→ Tarea propuesta
En el texto sobre el poder, ¿a qué dos emperadores se califica de malvados y viciosos?

→ Texto mostrado
####

El poder, como toda práctica humana, ha tenido momentos estelares y momentos oscuros a lo largo de la historia. Épocas en que su majestad se ha visto aquilatada con el despliegue en su ejercicio de grandes figuras, como Franklin Delano Roosevelt (1933-1945), promotor del New Deal y tiempos en que la química afrodisíaca ha desplegado sus alas para hacer sentir la pulsión erótica en seres humanos transformados en galanes por su carisma, inteligencia y potencialidades en el cargo como presidente de la primera potencia del mundo: John F. Kennedy (1961-1963).
En contraste, el poder ha tenido tiempos también de minusvalía, de decrepitud, de bajezas, de envilecimiento. Hubo emperadores malvados y viciosos como Nerón (54 d.C. al 68 d.C.) y Calígula (37 d.C. al 41 d.C.) y grandes emperadores como Adriano (117-138) y Marco Aurelio (161-180). También hubo reyes y reinas honorables y decorosos como Carlos V de Francia (1364-1380) e Isabel II del Reino Unido (1952-2022). Hubo jefes de regímenes perversos y criminales como Benito Mussolini (1922-1943) y Adolf Hitler (1933-1945) y hubo jefes de gobierno dignos y a la altura de los desafíos de la historia, como el general Charles de Gaulle (1959-1969) y Sir Winston Churchill (1940-1945 y 1951-1955).
En el caso del poder, su inspiración, consagración, usos y abusos, como en el caso del concepto de belleza y fealdad, termina siendo relativo y su valoración se ajusta a cada contexto, a diferentes pasajes de la historia y a diversas motivaciones, modas y encarnaciones del espíritu de los tiempos.

####

→ Material proporcionado
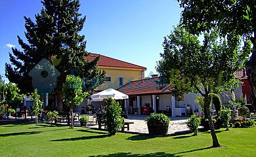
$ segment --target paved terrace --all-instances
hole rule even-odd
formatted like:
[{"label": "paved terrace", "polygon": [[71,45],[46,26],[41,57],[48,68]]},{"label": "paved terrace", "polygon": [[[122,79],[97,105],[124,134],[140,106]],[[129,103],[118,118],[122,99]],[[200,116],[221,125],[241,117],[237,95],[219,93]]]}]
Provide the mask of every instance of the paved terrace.
[{"label": "paved terrace", "polygon": [[[88,128],[98,128],[98,125],[95,124],[96,118],[94,118],[91,115],[86,116],[89,116]],[[125,118],[125,122],[133,122],[134,124],[130,124],[130,130],[127,131],[125,128],[125,131],[138,133],[148,133],[148,127],[145,122],[145,119],[148,116],[148,115],[129,114],[128,118]],[[171,121],[167,134],[179,133],[180,132],[189,131],[189,129],[186,126],[186,122],[188,117],[177,116],[169,117],[169,118],[171,119]],[[75,120],[75,126],[80,126],[79,122]],[[104,126],[102,126],[102,128],[104,128]]]}]

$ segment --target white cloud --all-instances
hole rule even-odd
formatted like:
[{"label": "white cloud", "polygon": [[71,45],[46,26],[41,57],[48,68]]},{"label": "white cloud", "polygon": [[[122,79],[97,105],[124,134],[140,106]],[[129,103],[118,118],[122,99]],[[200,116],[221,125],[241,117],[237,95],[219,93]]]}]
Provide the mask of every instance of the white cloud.
[{"label": "white cloud", "polygon": [[15,47],[15,45],[14,44],[5,44],[5,46],[7,46],[7,47],[10,48],[12,48],[13,47]]}]

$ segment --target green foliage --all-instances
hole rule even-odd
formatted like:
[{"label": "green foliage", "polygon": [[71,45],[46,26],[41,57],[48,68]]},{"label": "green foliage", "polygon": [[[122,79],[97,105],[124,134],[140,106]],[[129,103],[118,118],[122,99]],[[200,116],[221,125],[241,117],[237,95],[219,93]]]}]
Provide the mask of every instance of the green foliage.
[{"label": "green foliage", "polygon": [[54,121],[56,118],[58,117],[58,113],[56,111],[53,111],[53,112],[49,111],[47,113],[47,118],[49,120],[51,120],[51,124],[53,123],[53,121]]},{"label": "green foliage", "polygon": [[85,50],[85,36],[81,34],[85,16],[79,12],[79,1],[43,0],[41,3],[43,7],[35,15],[35,22],[24,16],[27,41],[18,35],[22,50],[15,48],[9,53],[11,63],[5,64],[7,77],[23,92],[31,92],[33,87],[28,73],[45,58],[60,73],[56,92],[61,91],[64,78],[74,71],[76,76],[85,78],[83,90],[92,92],[104,82],[105,72],[97,68],[100,56],[85,60],[90,54]]},{"label": "green foliage", "polygon": [[229,120],[231,119],[231,112],[229,109],[221,109],[219,111],[219,116],[223,124],[225,126],[226,130],[228,129]]},{"label": "green foliage", "polygon": [[121,116],[122,109],[121,105],[111,97],[103,99],[105,107],[102,117],[110,135],[116,135],[119,129],[123,127],[123,118]]},{"label": "green foliage", "polygon": [[81,79],[74,75],[68,75],[62,86],[65,105],[73,108],[79,106],[87,96],[82,90]]},{"label": "green foliage", "polygon": [[239,128],[239,127],[240,127],[240,126],[241,126],[241,123],[240,122],[236,122],[235,123],[235,127],[236,128]]},{"label": "green foliage", "polygon": [[43,101],[40,100],[40,95],[37,92],[37,90],[35,89],[33,92],[30,94],[32,98],[32,109],[33,113],[35,115],[35,124],[38,124],[38,116],[41,114],[41,110],[43,109]]},{"label": "green foliage", "polygon": [[[63,98],[65,105],[70,109],[71,115],[73,115],[73,108],[79,106],[87,96],[87,92],[82,90],[81,79],[74,75],[68,75],[62,86]],[[71,118],[71,127],[74,128],[74,117]]]},{"label": "green foliage", "polygon": [[244,116],[249,115],[249,110],[245,105],[242,105],[238,107],[239,115]]},{"label": "green foliage", "polygon": [[187,125],[190,130],[191,130],[194,135],[198,135],[198,127],[201,124],[201,119],[193,114],[188,120]]},{"label": "green foliage", "polygon": [[5,87],[5,102],[12,106],[18,106],[22,102],[24,94],[16,84],[9,82]]},{"label": "green foliage", "polygon": [[83,116],[80,118],[79,120],[83,122],[87,122],[89,119],[87,116]]},{"label": "green foliage", "polygon": [[0,120],[3,119],[3,116],[7,114],[8,105],[0,104]]},{"label": "green foliage", "polygon": [[221,109],[221,97],[219,96],[217,94],[211,93],[209,94],[210,97],[211,97],[211,101],[215,107],[216,113],[219,115],[219,111]]},{"label": "green foliage", "polygon": [[255,126],[255,121],[253,119],[251,119],[251,126]]},{"label": "green foliage", "polygon": [[147,124],[150,125],[169,125],[170,119],[168,116],[162,113],[153,114],[146,118]]}]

####

→ Solución
Nerón y Calígula.